READING PASSAGE:
☆ ☆ ☆ ☆
Jan 14, 2026
Give your agent a laboratory
This is where we are in January 2026: coding agents are only as good as their feedback loop.
You must give your agent the ability to view and verify its own work.
If the agent ever asks you to do something manually, you should 1) stop 2) think really really hard about how to give the agent the tools it needs so it can do the thing by itself.
If you are still typing things like “make it faster…find bugs…refactor the code…simplify the design…” you’re in for a bad time. Your agent will only work for a short time (they’re lazy!). Or it might keep asking you to check its work. Or it might fix one thing but break something else in another part of the code base.
Below are some prompting examples. The words aren’t as important as showing you how to reorient your mental model for what makes an effective prompt.
Example 1
Before:
The app is really slow. Do a complete audit of the codebase and make it faster.
After:
Your job is to make this app faster. Before you touch any code, you need to build yourself a laboratory.
Phase 1 — Instrumentation: Build a benchmark harness that measures the current state. For scripts, create timing utilities. For browser code, use the Chrome Devtools MCP to add console.time markers and capture performance traces. Record baseline numbers for the critical paths.
Phase 2 — Diagnosis: Analyze the benchmarks. Identify the top 3-5 bottlenecks. For each one, write a hypothesis about what's causing it and what fix you'd try. Use web search to check for known gotchas with the specific libraries/patterns involved.
Phase 3 — Iteration: Work through each hypothesis one at a time. Make the change, re-run the benchmark, compare to baseline. Keep changes that improve performance without breaking tests. Commit after each successful change so we can cherry-pick later.
Phase 4 — Report: When you're done, generate an HTML report with before/after comparisons—charts showing where time went and how much you recovered.
☆ ☆ ☆ ☆
DATASET EXTRACT:
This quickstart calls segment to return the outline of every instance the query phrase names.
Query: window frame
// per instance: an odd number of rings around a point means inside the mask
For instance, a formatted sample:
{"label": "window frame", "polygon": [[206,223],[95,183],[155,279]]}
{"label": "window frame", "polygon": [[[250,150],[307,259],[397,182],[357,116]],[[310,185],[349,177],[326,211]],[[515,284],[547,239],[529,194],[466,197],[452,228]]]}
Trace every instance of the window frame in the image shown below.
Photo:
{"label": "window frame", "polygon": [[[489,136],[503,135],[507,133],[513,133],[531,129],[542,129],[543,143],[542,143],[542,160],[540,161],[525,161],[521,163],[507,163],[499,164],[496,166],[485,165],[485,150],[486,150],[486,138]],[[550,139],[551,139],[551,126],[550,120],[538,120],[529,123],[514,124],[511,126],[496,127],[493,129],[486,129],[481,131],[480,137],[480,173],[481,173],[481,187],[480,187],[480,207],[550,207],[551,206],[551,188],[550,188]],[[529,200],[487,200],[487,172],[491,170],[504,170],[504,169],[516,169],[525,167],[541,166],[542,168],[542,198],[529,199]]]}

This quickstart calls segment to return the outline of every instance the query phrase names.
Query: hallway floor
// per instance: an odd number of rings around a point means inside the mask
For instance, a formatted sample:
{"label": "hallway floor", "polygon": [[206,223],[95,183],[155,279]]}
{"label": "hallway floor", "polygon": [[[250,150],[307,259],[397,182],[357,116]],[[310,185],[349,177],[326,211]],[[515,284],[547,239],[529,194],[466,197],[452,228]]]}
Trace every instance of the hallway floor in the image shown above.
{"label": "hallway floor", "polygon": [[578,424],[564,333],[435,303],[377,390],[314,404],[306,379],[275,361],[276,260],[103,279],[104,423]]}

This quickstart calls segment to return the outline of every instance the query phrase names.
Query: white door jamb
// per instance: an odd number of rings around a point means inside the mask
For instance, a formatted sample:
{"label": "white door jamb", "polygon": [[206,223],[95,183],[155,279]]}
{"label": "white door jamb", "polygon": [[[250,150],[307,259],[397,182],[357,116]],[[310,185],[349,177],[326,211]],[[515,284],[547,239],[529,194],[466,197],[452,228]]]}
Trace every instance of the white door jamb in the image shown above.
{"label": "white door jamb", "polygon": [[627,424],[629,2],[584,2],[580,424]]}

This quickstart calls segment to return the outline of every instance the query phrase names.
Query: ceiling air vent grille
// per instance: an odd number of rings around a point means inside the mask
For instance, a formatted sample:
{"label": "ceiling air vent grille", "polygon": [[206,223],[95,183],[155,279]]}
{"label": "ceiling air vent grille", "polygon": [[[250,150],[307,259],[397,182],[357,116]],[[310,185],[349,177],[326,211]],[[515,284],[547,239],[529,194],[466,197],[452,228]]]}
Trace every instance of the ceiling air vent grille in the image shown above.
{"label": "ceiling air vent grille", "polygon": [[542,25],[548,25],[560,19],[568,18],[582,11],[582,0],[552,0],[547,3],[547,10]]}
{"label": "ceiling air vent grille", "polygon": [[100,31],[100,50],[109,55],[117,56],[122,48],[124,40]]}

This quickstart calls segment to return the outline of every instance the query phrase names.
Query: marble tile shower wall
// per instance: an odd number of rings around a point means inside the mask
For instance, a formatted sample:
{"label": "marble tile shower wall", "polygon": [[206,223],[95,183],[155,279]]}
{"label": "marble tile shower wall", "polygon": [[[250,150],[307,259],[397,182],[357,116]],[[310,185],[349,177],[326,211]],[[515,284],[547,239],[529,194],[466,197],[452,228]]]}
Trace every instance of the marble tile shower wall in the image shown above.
☆ ☆ ☆ ☆
REQUIREMENT A: Please give the laboratory article again, starting at "You must give" and ending at "an effective prompt.", swapping "agent" for "assistant".
REQUIREMENT B: Turn the paragraph of the laboratory article that begins "If you are still typing things like" into a short list that keeps its main points.
REQUIREMENT C: In Phase 3 of the laboratory article's improved prompt, why is the agent told to commit after each successful change?

EXPECTED OUTPUT A:
You must give your assistant the ability to view and verify its own work.
If the assistant ever asks you to do something manually, you should 1) stop 2) think really really hard about how to give the assistant the tools it needs so it can do the thing by itself.
If you are still typing things like “make it faster…find bugs…refactor the code…simplify the design…” you’re in for a bad time. Your assistant will only work for a short time (they’re lazy!). Or it might keep asking you to check its work. Or it might fix one thing but break something else in another part of the code base.
Below are some prompting examples. The words aren’t as important as showing you how to reorient your mental model for what makes an effective prompt.

EXPECTED OUTPUT B:
Prompts like "make it faster…find bugs…refactor the code…simplify the design…" lead to a bad time, because the agent may:
- work for only a short time, since agents are lazy
- keep asking you to check its work
- fix one thing but break something else in another part of the code base

EXPECTED OUTPUT C: Committing after each successful change lets the changes be cherry-picked later.